-- START EXERCISE MATERIAL --
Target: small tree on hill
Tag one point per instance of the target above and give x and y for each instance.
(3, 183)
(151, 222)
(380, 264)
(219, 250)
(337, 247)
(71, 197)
-- END EXERCISE MATERIAL --
### TASK DESCRIPTION
Put each line of the records above into a JSON list of strings, one string per line, and leave out blank lines.

### TASK OUTPUT
[
  "Target: small tree on hill",
  "Tag one point per instance of the target above and give x and y for each instance.",
  "(3, 183)",
  "(151, 222)",
  "(380, 264)",
  "(219, 250)",
  "(337, 247)",
  "(71, 197)"
]